━━━━━ Text under study

The Carl Andre exhibition at the MAMVP (October 18, 2016 – February 12, 2017) is a very good retrospective, ranging from his –large-scale or miniature– sculptures to his visual poems (lesser-known works, albeit their formal beauty is truly captivating, beyond meaningfulness). But something is arresting: the gap, probably an unbridgeable one, between the artist’s original intentions and the way his artworks are displayed in museums.
Carl Andre’s large-scale sculptures are primarily compositions, definitions of what they should be (an analogy with Claude Rutault can be drawn, even if Andre does not go as far in the direction of methodical protocols). They were conceived on paper, to the point of templates, then assembled with locally-available materials; at the end of the exhibit, they were disassembled and the materials, be it wood or brick, would return to their original state. The artwork could be seen not as an object, but as a unique, temporary, experience, though it could be reproduced at another time, in another place, with similar materials, and the same schematics. Alas!, nowadays, the art market and museographical constraints prevent such freedom of the ephemeral: Andre’s sculptures are inventoried, made permanent, disconnected from the local, from any original state, deeply changed by canonical vitrification. Therefore, the “raw” artworks do not catch the eye of the visitor as much as the most “precious” ones, made of graphite and shining copper (44 Carbon Copper Triad, in the foreground of the view shown above), of steel and aluminum tiles in checkerboard pattern, or of aluminum ingots piled up in a line.

━━━━━━━━━━
━━━━━ Record extracts

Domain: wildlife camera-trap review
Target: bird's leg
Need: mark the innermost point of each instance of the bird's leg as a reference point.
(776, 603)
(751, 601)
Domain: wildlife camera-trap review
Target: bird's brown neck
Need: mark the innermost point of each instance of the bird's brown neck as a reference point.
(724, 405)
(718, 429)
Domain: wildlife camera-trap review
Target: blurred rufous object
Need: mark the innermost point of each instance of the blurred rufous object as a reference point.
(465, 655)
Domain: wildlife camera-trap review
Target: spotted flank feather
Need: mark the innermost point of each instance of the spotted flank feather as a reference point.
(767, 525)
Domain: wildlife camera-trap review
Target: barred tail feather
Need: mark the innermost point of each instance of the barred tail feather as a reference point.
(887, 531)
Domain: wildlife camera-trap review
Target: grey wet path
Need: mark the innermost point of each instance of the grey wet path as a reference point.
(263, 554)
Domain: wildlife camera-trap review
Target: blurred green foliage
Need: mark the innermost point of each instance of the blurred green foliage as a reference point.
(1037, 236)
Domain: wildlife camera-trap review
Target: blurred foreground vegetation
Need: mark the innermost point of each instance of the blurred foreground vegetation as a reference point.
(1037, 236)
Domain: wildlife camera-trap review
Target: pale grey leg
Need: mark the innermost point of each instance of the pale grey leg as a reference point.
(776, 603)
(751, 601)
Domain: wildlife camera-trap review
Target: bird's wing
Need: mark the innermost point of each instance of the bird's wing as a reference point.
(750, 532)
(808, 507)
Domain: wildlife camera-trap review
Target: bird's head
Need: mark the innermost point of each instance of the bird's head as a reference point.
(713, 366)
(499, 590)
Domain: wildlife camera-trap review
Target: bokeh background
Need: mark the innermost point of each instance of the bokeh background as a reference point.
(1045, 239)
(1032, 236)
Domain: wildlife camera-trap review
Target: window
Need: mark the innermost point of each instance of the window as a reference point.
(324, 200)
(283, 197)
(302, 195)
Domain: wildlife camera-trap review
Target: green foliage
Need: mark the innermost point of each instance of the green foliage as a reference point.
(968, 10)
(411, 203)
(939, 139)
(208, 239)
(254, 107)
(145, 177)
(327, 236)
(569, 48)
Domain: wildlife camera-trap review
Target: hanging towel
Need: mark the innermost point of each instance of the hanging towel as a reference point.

━━━━━━━━━━

Task list:
- 1) In the text on the Carl Andre exhibition, rewrite the paragraph beginning "Carl Andre's large-scale sculptures are primarily compositions" as a short bulleted list that keeps its main facts.
- 2) Go on with the text about the Carl Andre exhibition from the point where it stops.

Answers by task:
- 1)
- Andre's large-scale sculptures are mainly compositions, definitions of what they should be, somewhat like Claude Rutault's work, though less bound to methodical protocols.
- They were planned on paper, down to templates, and built from materials available locally.
- When an exhibit ended, they were taken apart, and the wood or brick went back to its original state.
- Each work was a unique, temporary experience rather than an object, though it could be rebuilt elsewhere, later, with similar materials and the same plans.
- Today the art market and museum constraints rule this out: the sculptures are inventoried, made permanent and cut off from any local or original state.
- As a result, visitors notice the "raw" works less than the "precious" ones: graphite and shining copper (44 Carbon Copper Triad), steel and aluminum tiles in a checkerboard pattern, and aluminum ingots piled in a line.

- 2)
Moreover, Carl Andre’s production was always meant for the visitor to interact with it: to touch, to peruse, to navigate around and amidst the artworks, to experience and feel one’s body in relation to their actual size, structure and texture. Alas!, again, and for the same reasons, only six floor compositions at ground level remain accessible at the MAMVP (it was the very least they could do, although the conditions strictly stipulate it cannot be barefoot, or with high heels, or with wet soles…). Other artworks, originally conceived as forests of blocks varying in size, made of concrete or wood, where the visitor would perambulate, are now categorically off-limits and a brigade of watchful guards prevents any incursion. For example, Lament for the Children has to be look at from a distance, and therefore only elicits a cold, detached, intellectual response. On the contrary, in 1976, in what would become PS1, to be able to walk in the flagstone courtyard surrounded by a hundred concrete blocks (initially water tower bases) must have generated feelings of fright and melancholy, like in a cemetery (the tombstone as the original sculpture).
Even if Carl Andre’s work remains powerful in itself, all these little things skew the artist’s intentions, and likely distort the sensations that the visitor should be able to experience. It was probably impossible to avoid, but it is a shame nonetheless. Maybe this is the reason why Andre hasn’t made large-scale sculptures in recent years, only miniature ones that he doesn’t sell, but rather gives as gifts to his friends.